Job
What follows is a block of records; restate each one word for word.

Given entries
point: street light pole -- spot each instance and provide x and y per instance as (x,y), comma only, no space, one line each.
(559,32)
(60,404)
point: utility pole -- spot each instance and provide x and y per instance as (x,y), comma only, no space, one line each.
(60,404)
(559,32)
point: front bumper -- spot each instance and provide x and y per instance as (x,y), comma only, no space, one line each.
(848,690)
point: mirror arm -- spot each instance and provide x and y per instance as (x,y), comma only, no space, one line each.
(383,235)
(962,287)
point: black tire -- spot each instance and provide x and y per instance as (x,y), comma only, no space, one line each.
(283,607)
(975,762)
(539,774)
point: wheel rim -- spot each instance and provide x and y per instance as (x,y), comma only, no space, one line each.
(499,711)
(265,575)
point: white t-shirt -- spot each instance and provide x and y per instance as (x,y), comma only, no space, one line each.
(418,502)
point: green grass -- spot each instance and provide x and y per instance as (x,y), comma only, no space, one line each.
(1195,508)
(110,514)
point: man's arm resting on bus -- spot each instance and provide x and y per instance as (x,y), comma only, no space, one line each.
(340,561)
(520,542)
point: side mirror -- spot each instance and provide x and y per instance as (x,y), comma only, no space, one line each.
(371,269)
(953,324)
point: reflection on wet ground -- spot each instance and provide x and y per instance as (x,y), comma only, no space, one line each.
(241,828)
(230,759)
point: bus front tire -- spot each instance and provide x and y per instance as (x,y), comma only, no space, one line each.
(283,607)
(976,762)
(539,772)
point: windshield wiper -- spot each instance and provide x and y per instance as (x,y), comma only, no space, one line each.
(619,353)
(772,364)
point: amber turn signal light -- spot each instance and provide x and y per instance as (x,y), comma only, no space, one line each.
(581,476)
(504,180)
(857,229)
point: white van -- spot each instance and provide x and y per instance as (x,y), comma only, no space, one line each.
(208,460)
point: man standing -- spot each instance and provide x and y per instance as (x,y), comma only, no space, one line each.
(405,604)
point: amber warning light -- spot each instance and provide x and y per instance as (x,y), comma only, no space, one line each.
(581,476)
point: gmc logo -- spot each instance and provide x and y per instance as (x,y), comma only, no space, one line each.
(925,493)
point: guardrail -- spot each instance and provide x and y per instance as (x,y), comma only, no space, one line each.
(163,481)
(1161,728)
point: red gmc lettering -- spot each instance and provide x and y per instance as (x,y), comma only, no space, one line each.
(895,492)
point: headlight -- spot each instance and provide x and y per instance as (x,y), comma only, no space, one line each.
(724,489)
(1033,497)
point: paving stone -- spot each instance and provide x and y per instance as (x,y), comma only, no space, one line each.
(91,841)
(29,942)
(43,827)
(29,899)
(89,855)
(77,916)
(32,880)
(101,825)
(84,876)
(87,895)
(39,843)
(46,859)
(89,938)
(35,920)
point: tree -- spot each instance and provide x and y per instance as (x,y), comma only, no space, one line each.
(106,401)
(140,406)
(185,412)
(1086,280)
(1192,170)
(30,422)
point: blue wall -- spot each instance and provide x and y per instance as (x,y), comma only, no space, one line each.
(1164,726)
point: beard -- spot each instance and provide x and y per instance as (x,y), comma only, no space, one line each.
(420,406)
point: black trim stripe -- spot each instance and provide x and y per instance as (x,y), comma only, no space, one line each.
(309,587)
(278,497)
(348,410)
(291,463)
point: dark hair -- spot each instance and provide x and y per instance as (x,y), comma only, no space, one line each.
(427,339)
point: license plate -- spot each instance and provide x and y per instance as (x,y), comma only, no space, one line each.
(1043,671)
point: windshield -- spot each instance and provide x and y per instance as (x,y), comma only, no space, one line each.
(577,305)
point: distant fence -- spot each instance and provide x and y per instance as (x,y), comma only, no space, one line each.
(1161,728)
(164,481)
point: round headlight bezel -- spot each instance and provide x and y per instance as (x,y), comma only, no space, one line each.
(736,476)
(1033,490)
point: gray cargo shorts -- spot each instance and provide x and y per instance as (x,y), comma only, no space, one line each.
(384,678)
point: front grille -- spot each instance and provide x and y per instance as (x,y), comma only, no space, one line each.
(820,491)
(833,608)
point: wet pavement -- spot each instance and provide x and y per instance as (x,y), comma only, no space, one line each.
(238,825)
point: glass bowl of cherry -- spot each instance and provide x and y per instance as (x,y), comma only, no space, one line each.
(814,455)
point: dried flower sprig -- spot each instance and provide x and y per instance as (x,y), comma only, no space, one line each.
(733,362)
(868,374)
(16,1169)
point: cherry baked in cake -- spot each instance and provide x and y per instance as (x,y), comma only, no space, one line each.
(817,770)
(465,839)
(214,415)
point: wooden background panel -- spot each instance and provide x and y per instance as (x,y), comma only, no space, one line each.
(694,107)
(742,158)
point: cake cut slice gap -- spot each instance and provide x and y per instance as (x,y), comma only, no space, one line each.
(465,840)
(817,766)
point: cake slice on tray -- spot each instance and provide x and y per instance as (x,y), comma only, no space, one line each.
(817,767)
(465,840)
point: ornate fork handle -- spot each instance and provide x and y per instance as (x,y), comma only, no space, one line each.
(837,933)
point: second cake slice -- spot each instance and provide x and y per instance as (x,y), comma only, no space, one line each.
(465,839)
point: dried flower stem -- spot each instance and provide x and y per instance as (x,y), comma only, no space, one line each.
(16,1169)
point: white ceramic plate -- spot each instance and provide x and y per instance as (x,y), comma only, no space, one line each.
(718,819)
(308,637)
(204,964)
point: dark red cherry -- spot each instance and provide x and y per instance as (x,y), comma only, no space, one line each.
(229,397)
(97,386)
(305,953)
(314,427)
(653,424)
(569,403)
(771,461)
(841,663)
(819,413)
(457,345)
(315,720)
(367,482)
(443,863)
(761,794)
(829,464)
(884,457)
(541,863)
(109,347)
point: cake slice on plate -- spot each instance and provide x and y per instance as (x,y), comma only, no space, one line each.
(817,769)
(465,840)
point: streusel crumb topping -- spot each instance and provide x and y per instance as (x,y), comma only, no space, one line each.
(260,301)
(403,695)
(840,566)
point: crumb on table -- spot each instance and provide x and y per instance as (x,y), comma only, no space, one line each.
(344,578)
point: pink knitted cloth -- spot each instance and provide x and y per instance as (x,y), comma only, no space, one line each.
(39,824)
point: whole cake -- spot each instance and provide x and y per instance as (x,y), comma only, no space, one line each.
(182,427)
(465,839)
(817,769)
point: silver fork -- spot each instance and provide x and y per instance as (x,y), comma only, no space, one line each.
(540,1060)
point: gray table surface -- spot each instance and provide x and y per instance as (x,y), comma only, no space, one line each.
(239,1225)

Written answer
point: street light pole -- spot each instance and provide x and y per instance as (x,y), comma only, no space, one line each.
(559,32)
(60,404)
point: utility pole -- spot each instance and provide x and y per instance as (x,y), comma only, no space, one line each.
(60,404)
(559,32)
point: front bumper -- spot each instance and provide x and y per instance as (x,y), comma only, no space, one line each.
(848,690)
point: mirror arm -- spot each instance and provide x and y per instance as (x,y), comma only, no space, one line each.
(383,235)
(962,287)
point: black tire -- spot each instance and provide x and y per instance as (x,y), comma only, no space, one line each.
(283,607)
(975,762)
(539,774)
point: wheel rim -- spot each instance and provide x and y per instance as (x,y), comma only, no space, one line each.
(499,711)
(265,575)
point: white t-shirt -- spot each instance and provide x and y per instance as (x,y), comma only, no space, one line each.
(418,502)
point: green grass -- spot each instance and provide x and y per instance as (x,y), comma only, no space, one line each.
(1195,508)
(110,514)
point: man's arm resting on bus -- spot each instance and provide x and y per instance as (x,y), comma only, no space, one line each.
(340,561)
(520,542)
point: side mirror -- spot each instance and provide x and y per instance as (x,y), comma only, no space, one line each.
(371,269)
(953,324)
point: reflection on wet ground -- spot each instance and provide x and y per instance as (x,y), comma only, no space, one line each.
(241,828)
(230,759)
point: bus front tire -- spot each instance and provide x and y per instance as (x,y), comma only, no space, one line each.
(283,607)
(976,762)
(539,772)
point: windshield wiper -- spot each instance and provide x and y per instance as (x,y), comma only, no space, one line each.
(619,353)
(772,364)
point: amber turn signal light -- spot each instance and provide x and y per instance as (x,y), comma only, no space, one line each.
(581,476)
(504,180)
(857,229)
point: white van -- spot each instance and provide x and y per instance as (x,y), comma only, no space, one line each.
(208,460)
point: man standing -- spot each instance and provide x and y per instance as (x,y), comma only, no space, one line each.
(405,604)
point: amber warning light -- spot each instance and provide x and y per instance as (x,y), comma only, no space, one line each.
(581,476)
point: gmc logo -- spot each instance and provide x and y per instance as (x,y), comma only, no space, one line each.
(925,493)
point: guardrail -- spot each instance and provide x and y per instance as (x,y), comma only, no space, one line each.
(163,481)
(1161,728)
point: red gmc lettering -- spot each instance and provide x and y per instance as (x,y), comma only, no space, one line each.
(895,492)
point: headlight -- spot each instance and provide x and y per instance as (x,y), comma only, no space, one line each.
(724,489)
(1033,497)
point: paving stone -- spot each instance and provide x and y per instance as (x,y), comma only, no space, one line each.
(91,841)
(29,942)
(43,827)
(29,899)
(89,855)
(77,916)
(32,880)
(101,825)
(84,876)
(87,895)
(39,843)
(46,859)
(89,938)
(35,920)
point: tree -- spot each instance and provide x and y per instance as (x,y), comma only, no space, one line each.
(106,401)
(140,406)
(185,412)
(1086,280)
(1192,170)
(30,422)
point: blue wall -- spot each instance and provide x and y per instance as (x,y), comma only, no space, one line each.
(1164,726)
point: beard -- spot each instance and provide x and y per instance as (x,y), comma only, no space, one line each.
(420,406)
point: black trim stripe -- spot each instance and provide x and y per instance as (x,y), comma only, no space, one line each.
(309,587)
(278,497)
(348,410)
(291,463)
point: dark hair -- spot each instance and provide x and y per instance as (x,y), comma only, no space, one line each.
(427,339)
point: license plate -- spot each instance and provide x and y per instance as (x,y), comma only, no space, one line each.
(1043,671)
point: windshield -- spot each instance and provide x and y per instance as (x,y), comma only, no space, one line each.
(577,305)
point: distant fence -- spot each instance and provide x and y per instance as (x,y), comma only, no space, one line each.
(1161,728)
(164,481)
point: round headlight bezel -- spot each instance and provide x and y per instance as (x,y), comma only, no space, one line each.
(736,476)
(1033,490)
point: gray cargo shorts -- spot each instance and provide x and y per instance as (x,y), comma only, no space, one line each.
(384,678)
point: front grille -- spot each instance and provide x and y per instance as (x,y), comma only, no space, one line each.
(820,491)
(833,608)
point: wet pavement -- spot each instance and provide x and y per instance as (x,y), comma only, no space, one line each.
(238,825)
point: glass bowl of cherry -- spot each instance and provide x and y per instance as (x,y), comma only, no space, one line each.
(814,455)
point: dried flower sprig -- spot each instance and provide x and y per instance as (x,y), comma only, no space, one line each.
(733,362)
(868,374)
(16,1169)
point: cherry baked in cake -- spot each instance and provide x and y per instance as (x,y), comma only, no space, one line each.
(817,770)
(465,839)
(214,415)
point: wooden background panel -- spot each instance and provide x and y per instance as (x,y), comma only, no space, one line each.
(694,107)
(742,158)
point: cake cut slice gap -- spot each instance and provide x and y per instance as (x,y), comma only, no space, one line each.
(465,840)
(817,766)
point: cake slice on tray -- spot each instance and provide x and y per instance as (x,y), comma only, no space, one line each.
(817,767)
(465,840)
point: ornate fork handle -- spot each instance and provide x and y per instance as (x,y), comma only, no space, one line each.
(837,933)
point: second cake slice -- spot each instance and provide x and y per instance as (x,y), comma only, no space, one line each.
(465,839)
point: dried flower stem -- spot each instance and provide x and y per instance as (x,y), comma only, no space, one line each.
(16,1169)
point: white ceramic plate -- spot each instance and provide x and y per instance as (x,y), comma only, no space, one line each.
(718,819)
(308,637)
(204,964)
point: dark red cherry -- spot each instance and provide x and y per instance as (x,y), comma only, no space, one line each.
(229,397)
(97,386)
(305,953)
(314,427)
(653,424)
(569,403)
(771,461)
(841,663)
(819,413)
(457,345)
(315,720)
(367,482)
(443,863)
(761,794)
(829,464)
(884,457)
(541,863)
(109,347)
point: cake slice on plate -- spot each instance and provide x and y per instance as (x,y), comma only, no space, one line each.
(817,769)
(465,840)
point: streusel crumb topping -- spot each instance and provide x and y per instance as (x,y), comma only, no space, one line each.
(260,301)
(403,695)
(840,566)
point: crumb on table -- spot each instance and provide x and y per instance as (x,y), comma only, no space, one line each.
(344,578)
point: pink knitted cloth -- spot each instance and provide x and y per instance as (x,y), comma only, no space, one line each.
(39,824)
point: whole cake -- spot each instance and provide x and y per instance as (x,y), comma only, no space, one line each.
(182,427)
(465,839)
(817,769)
point: silver fork -- spot each instance and provide x and y per instance as (x,y), comma only, no space, one line each.
(540,1060)
point: gray table surface -- spot each instance and provide x and y per instance as (x,y), comma only, no space, one line each.
(239,1225)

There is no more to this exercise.